**WRITTEN EXERCISE**
Substitute "trunk of the tree" for "tree trunk" in everything from the line containing "Reviewer note: check that each instance of the tree" down to the end of the records, and reproduce those lines with nothing else changed.

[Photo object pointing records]
───
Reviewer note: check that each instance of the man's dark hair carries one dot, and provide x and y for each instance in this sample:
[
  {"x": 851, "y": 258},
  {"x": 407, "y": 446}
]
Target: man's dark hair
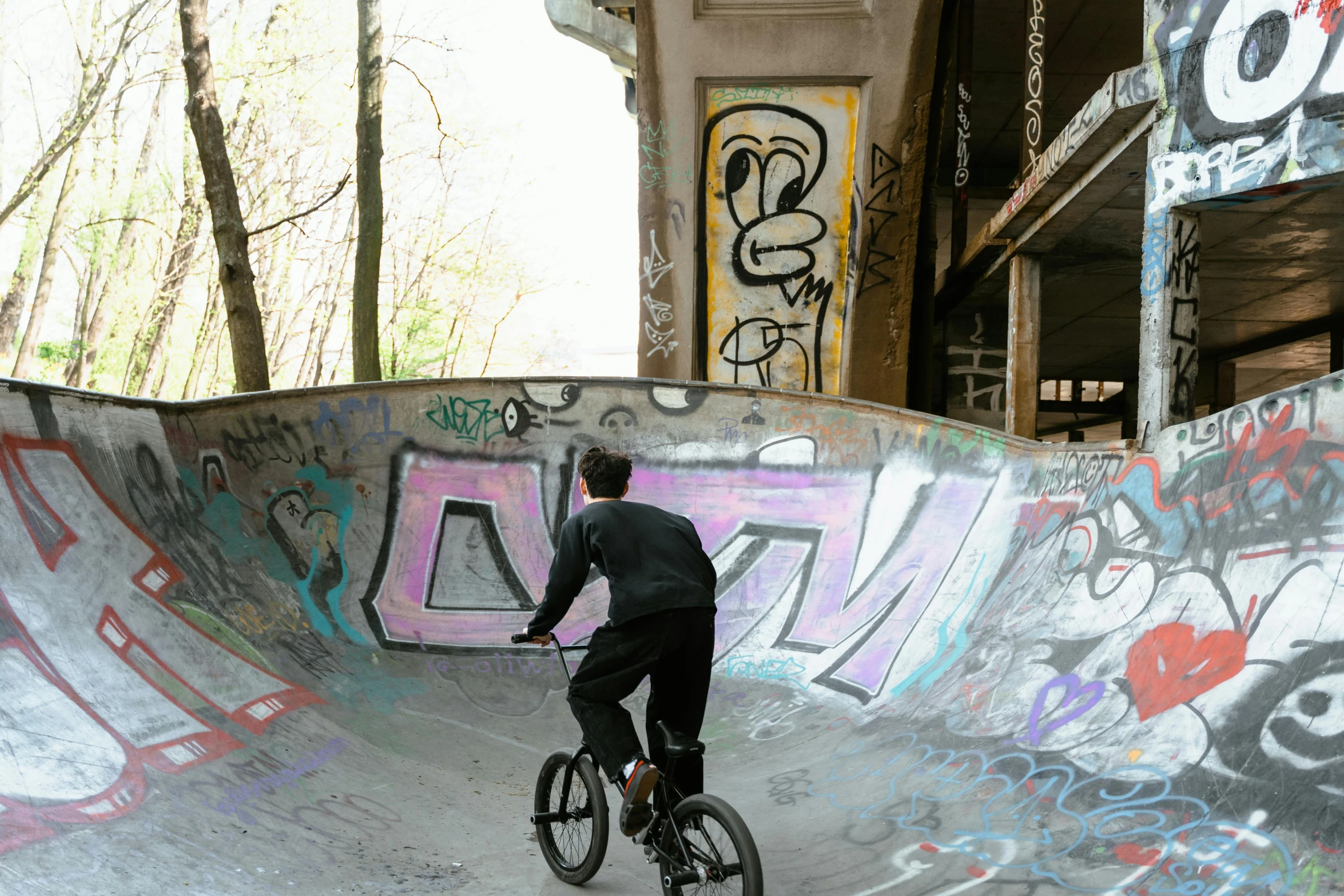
[{"x": 605, "y": 472}]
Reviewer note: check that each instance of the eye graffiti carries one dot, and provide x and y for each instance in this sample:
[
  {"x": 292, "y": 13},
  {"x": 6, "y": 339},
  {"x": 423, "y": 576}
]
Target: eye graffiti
[
  {"x": 776, "y": 218},
  {"x": 1258, "y": 89}
]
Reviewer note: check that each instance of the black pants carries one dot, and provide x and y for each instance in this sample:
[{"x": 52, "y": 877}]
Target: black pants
[{"x": 675, "y": 649}]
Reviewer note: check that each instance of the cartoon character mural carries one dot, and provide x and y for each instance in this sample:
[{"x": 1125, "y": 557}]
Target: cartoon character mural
[{"x": 776, "y": 216}]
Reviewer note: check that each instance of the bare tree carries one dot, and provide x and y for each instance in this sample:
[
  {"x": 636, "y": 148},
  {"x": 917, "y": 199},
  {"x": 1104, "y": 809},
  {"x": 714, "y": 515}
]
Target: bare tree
[
  {"x": 23, "y": 364},
  {"x": 369, "y": 137},
  {"x": 81, "y": 367},
  {"x": 170, "y": 292},
  {"x": 236, "y": 273},
  {"x": 13, "y": 305},
  {"x": 86, "y": 104}
]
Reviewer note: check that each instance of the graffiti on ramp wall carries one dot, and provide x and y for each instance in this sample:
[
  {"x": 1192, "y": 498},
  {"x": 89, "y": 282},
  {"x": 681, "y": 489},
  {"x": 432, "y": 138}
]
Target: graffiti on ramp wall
[
  {"x": 102, "y": 675},
  {"x": 1092, "y": 636}
]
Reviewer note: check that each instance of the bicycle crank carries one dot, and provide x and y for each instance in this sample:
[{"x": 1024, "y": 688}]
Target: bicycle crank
[{"x": 697, "y": 876}]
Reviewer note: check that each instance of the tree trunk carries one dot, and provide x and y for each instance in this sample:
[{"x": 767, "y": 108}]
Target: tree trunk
[
  {"x": 369, "y": 186},
  {"x": 179, "y": 265},
  {"x": 13, "y": 305},
  {"x": 82, "y": 370},
  {"x": 23, "y": 364},
  {"x": 236, "y": 273}
]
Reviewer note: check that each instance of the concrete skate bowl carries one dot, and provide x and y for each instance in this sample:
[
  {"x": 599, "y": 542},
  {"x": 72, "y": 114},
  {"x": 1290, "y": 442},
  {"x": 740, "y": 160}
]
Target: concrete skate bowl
───
**SOLUTION FOR THIS EXERCISE**
Reviewer note: check that each instance of the trunk of the tree carries one dot, and provide x and y for each instance in this sample:
[{"x": 767, "y": 108}]
Target: trunk of the tree
[
  {"x": 369, "y": 186},
  {"x": 179, "y": 265},
  {"x": 13, "y": 305},
  {"x": 82, "y": 370},
  {"x": 23, "y": 364},
  {"x": 236, "y": 273}
]
Reviewer note: check that each instance of the concrete skate bowl carries one dot, and provide x and y for each instance in this sample:
[
  {"x": 599, "y": 542},
  {"x": 72, "y": 114},
  {"x": 1290, "y": 442},
  {"x": 740, "y": 160}
]
Target: concrete skate bowl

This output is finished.